- Data listing -
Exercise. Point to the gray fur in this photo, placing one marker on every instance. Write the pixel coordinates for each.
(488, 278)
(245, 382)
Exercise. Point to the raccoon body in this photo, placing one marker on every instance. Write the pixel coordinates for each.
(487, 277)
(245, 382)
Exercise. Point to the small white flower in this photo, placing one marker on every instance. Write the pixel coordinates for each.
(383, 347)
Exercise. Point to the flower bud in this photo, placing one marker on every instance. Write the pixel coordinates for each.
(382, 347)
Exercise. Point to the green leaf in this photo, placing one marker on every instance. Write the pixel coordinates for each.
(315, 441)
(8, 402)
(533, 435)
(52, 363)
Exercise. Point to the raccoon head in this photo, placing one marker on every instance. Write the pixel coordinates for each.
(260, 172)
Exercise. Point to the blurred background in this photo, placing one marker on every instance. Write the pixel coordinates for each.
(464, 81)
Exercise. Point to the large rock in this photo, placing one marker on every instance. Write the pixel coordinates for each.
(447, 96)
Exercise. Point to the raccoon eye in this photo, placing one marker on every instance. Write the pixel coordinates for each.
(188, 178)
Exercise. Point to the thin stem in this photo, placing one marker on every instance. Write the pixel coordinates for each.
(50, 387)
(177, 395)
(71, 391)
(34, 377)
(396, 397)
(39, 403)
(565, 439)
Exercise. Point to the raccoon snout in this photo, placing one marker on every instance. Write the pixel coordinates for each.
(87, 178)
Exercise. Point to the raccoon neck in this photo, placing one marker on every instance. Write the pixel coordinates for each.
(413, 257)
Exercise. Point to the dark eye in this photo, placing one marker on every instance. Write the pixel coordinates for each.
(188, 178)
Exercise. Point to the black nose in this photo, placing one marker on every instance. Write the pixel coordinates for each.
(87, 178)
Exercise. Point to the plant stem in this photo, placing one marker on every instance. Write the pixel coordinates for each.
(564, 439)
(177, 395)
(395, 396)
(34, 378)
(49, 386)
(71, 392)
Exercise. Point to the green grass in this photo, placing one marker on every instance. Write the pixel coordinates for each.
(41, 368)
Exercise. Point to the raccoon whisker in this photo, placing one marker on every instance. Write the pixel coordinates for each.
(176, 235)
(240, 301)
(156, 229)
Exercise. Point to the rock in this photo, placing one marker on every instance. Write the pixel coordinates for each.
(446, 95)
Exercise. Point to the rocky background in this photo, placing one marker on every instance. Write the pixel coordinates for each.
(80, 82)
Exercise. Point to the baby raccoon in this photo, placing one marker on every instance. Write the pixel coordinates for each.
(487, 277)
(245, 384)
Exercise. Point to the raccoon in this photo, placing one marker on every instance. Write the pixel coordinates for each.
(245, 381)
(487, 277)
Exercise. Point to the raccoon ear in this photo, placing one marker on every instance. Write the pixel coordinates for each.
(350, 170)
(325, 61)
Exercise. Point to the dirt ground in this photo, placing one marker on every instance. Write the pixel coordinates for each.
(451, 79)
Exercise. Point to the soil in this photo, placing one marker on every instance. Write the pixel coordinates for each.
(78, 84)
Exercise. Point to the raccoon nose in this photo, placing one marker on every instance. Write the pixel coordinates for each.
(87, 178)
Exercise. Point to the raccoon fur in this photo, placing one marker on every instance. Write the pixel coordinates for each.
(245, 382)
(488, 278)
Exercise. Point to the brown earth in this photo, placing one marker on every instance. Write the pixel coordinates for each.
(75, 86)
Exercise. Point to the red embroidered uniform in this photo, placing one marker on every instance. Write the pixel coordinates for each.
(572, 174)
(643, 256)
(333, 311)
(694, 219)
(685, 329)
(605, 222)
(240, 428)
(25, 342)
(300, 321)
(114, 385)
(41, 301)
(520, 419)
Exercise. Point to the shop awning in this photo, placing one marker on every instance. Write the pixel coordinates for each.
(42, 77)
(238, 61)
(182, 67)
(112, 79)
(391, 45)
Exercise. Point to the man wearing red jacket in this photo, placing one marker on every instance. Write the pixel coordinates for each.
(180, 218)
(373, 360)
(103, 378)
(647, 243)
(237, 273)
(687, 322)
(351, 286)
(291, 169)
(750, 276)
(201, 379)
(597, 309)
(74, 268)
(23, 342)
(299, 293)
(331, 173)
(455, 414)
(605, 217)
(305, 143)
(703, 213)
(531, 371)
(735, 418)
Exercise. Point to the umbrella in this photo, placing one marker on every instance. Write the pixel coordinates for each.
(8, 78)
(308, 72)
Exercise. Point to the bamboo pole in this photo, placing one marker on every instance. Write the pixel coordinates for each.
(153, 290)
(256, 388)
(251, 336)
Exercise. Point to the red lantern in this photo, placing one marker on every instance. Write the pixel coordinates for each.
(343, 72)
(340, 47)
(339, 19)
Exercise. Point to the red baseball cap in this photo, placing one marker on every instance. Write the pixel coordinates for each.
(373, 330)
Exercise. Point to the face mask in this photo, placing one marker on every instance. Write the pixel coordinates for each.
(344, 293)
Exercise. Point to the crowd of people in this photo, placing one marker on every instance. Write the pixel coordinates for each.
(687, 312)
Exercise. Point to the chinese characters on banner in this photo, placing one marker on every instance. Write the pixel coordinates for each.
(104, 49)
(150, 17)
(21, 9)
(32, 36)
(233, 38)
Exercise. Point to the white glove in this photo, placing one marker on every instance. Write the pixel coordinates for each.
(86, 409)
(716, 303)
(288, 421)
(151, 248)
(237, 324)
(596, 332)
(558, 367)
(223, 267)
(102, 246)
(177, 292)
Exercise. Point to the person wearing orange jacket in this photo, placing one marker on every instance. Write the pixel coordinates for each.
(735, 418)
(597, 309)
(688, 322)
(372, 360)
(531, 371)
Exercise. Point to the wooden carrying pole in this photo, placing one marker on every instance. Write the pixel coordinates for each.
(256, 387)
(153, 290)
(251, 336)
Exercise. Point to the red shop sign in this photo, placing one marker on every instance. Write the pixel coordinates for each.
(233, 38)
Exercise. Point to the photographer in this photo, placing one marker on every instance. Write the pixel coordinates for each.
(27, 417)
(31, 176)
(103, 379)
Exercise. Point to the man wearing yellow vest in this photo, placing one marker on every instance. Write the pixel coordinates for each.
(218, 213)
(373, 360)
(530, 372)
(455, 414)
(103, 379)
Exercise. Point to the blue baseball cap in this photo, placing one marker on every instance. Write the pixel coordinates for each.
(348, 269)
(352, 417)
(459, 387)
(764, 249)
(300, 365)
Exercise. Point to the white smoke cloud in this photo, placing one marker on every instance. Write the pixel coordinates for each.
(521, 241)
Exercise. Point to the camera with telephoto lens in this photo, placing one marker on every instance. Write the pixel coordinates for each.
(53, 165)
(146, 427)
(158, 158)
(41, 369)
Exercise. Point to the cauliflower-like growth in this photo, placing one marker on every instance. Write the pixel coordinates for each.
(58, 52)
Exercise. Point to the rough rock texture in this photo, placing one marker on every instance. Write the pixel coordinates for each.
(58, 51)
==
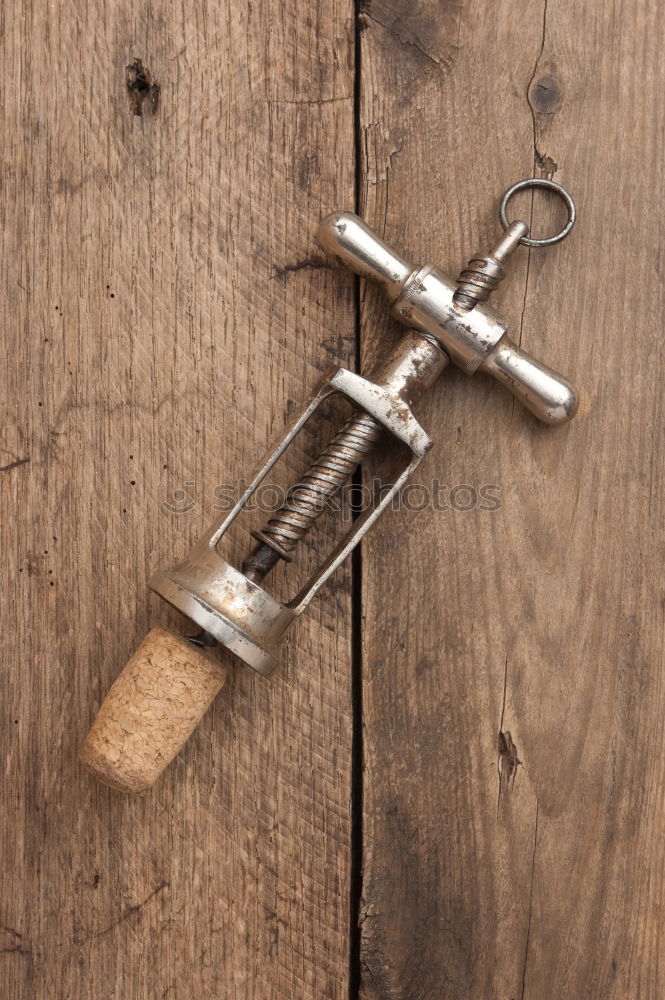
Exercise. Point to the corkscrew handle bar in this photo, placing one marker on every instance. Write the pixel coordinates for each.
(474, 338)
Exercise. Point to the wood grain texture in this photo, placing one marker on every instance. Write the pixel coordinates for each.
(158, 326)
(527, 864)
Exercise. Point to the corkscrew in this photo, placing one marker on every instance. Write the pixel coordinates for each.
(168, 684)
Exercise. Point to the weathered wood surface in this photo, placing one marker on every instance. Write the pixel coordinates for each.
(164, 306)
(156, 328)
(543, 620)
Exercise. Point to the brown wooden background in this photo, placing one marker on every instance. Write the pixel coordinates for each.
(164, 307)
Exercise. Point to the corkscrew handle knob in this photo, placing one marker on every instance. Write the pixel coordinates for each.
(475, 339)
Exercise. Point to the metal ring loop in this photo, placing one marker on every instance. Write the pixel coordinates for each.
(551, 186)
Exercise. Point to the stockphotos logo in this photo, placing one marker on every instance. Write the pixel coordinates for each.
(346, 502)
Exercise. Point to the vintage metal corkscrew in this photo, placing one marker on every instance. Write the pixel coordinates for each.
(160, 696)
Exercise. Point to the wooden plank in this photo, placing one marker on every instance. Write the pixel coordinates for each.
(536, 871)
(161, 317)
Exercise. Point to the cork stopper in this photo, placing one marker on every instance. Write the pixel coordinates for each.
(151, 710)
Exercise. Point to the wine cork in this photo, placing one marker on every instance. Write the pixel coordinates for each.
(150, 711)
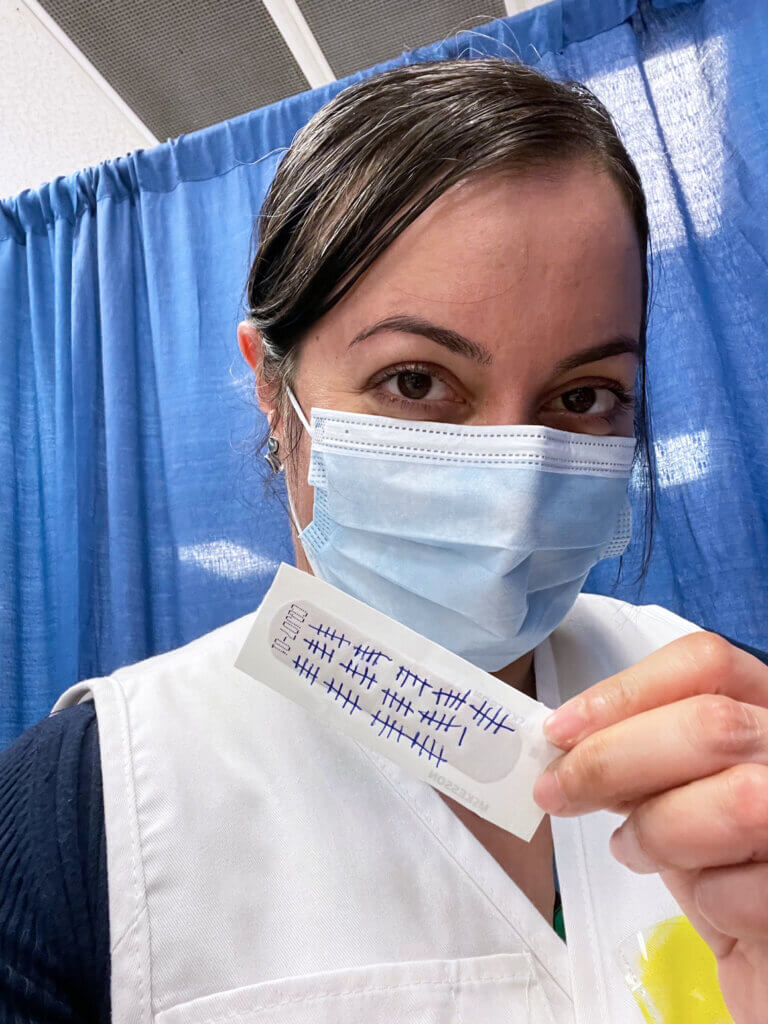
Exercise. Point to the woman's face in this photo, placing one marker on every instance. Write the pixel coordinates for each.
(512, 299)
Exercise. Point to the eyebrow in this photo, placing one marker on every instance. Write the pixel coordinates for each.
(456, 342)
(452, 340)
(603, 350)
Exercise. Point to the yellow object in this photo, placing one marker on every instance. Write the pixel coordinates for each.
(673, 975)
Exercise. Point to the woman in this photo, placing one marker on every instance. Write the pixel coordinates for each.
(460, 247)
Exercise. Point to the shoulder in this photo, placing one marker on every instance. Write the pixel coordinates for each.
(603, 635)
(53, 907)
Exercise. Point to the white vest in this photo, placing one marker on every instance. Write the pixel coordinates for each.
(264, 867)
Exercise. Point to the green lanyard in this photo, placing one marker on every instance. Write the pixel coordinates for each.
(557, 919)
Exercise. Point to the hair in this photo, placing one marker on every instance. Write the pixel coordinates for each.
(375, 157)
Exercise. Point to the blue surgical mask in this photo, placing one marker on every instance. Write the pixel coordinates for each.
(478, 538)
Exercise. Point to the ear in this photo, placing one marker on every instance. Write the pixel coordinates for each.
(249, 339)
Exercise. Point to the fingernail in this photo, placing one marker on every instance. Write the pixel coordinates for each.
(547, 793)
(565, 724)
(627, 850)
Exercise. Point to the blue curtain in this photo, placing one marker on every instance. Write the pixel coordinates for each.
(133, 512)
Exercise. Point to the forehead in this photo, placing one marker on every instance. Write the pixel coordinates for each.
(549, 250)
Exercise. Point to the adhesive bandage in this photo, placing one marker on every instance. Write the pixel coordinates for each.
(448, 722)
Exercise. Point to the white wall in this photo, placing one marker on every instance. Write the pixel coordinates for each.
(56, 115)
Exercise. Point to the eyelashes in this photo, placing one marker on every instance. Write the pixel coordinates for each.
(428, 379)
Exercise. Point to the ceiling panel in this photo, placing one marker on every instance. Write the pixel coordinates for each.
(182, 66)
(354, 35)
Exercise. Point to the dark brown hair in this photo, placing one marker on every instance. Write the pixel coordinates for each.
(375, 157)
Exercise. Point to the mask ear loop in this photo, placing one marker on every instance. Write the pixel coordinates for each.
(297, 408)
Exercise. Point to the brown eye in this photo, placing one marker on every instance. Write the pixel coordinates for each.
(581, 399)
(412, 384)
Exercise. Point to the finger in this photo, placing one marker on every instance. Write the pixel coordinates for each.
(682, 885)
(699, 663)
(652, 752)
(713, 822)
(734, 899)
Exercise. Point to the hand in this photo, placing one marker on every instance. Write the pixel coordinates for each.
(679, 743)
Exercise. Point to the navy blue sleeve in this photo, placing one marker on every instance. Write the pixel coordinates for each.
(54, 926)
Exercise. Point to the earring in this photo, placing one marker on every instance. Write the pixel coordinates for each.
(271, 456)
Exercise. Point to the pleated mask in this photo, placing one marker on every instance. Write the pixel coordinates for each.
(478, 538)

- Stated problem -
Find each row above that contains the string "corkscrew" and copy those rows out in full.

- The response -
Exercise. Point to the corkscrew handle bar in this photo, placing one marker on every instance. Write the pixel coordinates for each.
Exercise. Point to the corkscrew in this photo, placing one marker on every instance. Write the pixel coordinates for each.
Exercise. Point to the corkscrew handle knob in this photo, placing one marker on every instance. Write the pixel coordinates for each.
Exercise. Point to the vintage metal corkscrew in this photo, placing one marker on every instance. Write the pixel coordinates for each.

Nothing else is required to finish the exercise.